What to do:
Retype the records below exactly as they appear, but leave out any pictures.

Stored data entries:
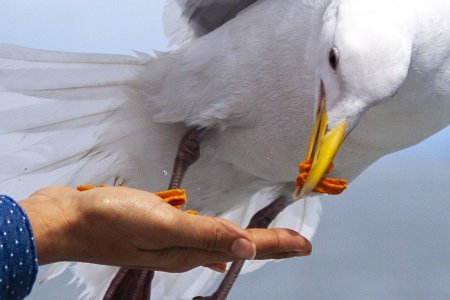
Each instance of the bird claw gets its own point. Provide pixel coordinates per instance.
(327, 185)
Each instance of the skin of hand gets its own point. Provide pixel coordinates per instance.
(127, 227)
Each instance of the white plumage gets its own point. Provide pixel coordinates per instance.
(80, 118)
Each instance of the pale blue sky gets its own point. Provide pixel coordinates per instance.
(386, 238)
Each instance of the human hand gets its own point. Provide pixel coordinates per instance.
(127, 227)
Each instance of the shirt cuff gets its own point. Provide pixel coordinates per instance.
(18, 260)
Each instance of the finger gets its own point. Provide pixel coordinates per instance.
(182, 259)
(282, 255)
(276, 241)
(216, 235)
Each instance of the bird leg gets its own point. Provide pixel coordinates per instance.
(327, 185)
(260, 219)
(133, 284)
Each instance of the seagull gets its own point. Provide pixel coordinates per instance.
(349, 81)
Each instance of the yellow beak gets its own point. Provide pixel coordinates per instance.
(322, 148)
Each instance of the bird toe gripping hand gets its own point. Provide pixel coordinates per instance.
(175, 197)
(327, 185)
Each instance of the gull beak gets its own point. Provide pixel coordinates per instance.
(322, 148)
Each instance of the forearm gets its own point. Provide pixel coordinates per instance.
(18, 262)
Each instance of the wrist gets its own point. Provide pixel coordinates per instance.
(51, 213)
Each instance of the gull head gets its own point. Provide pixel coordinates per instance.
(363, 57)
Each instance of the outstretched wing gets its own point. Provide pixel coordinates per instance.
(188, 19)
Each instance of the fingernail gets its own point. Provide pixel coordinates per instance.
(244, 248)
(221, 268)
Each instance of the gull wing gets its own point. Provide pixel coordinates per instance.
(188, 19)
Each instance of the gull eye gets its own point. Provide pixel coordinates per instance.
(333, 58)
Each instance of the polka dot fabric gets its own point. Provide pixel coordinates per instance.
(18, 262)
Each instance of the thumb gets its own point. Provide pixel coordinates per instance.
(217, 235)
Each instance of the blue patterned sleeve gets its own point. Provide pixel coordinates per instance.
(18, 261)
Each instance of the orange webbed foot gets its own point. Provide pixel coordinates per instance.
(327, 185)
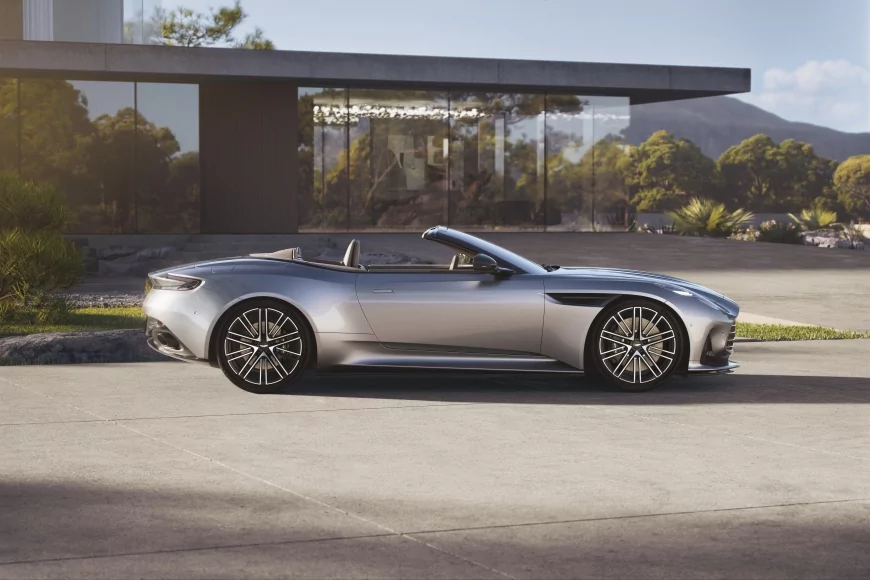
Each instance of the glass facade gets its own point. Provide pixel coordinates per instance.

Exercise output:
Each instance of the bird claw gets its own point. Provide pixel coordinates per instance.
(327, 185)
Each instance of the skin of hand gets its own point. Provide pixel coordinates per instance.
(127, 227)
Each instance of the white plumage gets its own point. Provide pixel coordinates per instance.
(80, 118)
Each instance of the pale blue sky gets its own point. Provide pixel coordinates per instance.
(386, 238)
Each instance of the human hand gets its own point. Provide pixel coordinates per instance.
(127, 227)
Each instance of the shirt cuff gets its own point. Provide pixel coordinates per instance.
(18, 260)
Each instance of the finger gets its own point. Provide pixel coordinates per instance.
(182, 259)
(282, 255)
(276, 241)
(216, 235)
Each instance of the bird leg gets its own point. Provide pixel coordinates per instance.
(327, 185)
(260, 219)
(133, 284)
Each instance of the seagull gets its own point. Provide pixel coordinates per instance.
(349, 81)
Each instance of the yellow beak gets its own point. Provide pixel coordinates per instance.
(322, 148)
Each instance of the bird toe gripping hand gets its own point. Provide pixel coordinates per instance.
(175, 197)
(327, 185)
Each instance of the gull beak gets its own point. Provide pixel coordinates per instance.
(322, 148)
Each instance of the forearm gets its own point. Provide pixel coordinates per instance.
(18, 262)
Each instance of the wrist gets its own point. Provide pixel coordinates per instance.
(51, 213)
Each instance of the gull head gets its own point. Provide pixel coordinates per instance.
(363, 57)
Each instance of the outstretched wing gets its own point. Provide pixel coordinates per instance.
(188, 19)
Each instance of the fingernail gets its own point. Provide pixel coordinates per instance.
(244, 248)
(221, 268)
Each instance of the gull wing gets its own point. Provide pixel coordinates per instance.
(188, 19)
Each instance of the gull eye gets its own point. Provide pixel coordinates per instance.
(333, 58)
Each instance of the polka dot fabric gets its own point. Provide pixel coordinates per instance.
(18, 262)
Each instance of the thumb gets its own point. Provide pixel coordinates per instance.
(217, 235)
Each instance of the blue patterned sleeve gets its own point. Provide pixel coordinates per instance.
(18, 261)
Each instance of the orange webbed foot gets its own point. Provide pixel coordinates per instance.
(327, 185)
Each instance of the glass facade gets its own point. Provide pixel coordinates per instance.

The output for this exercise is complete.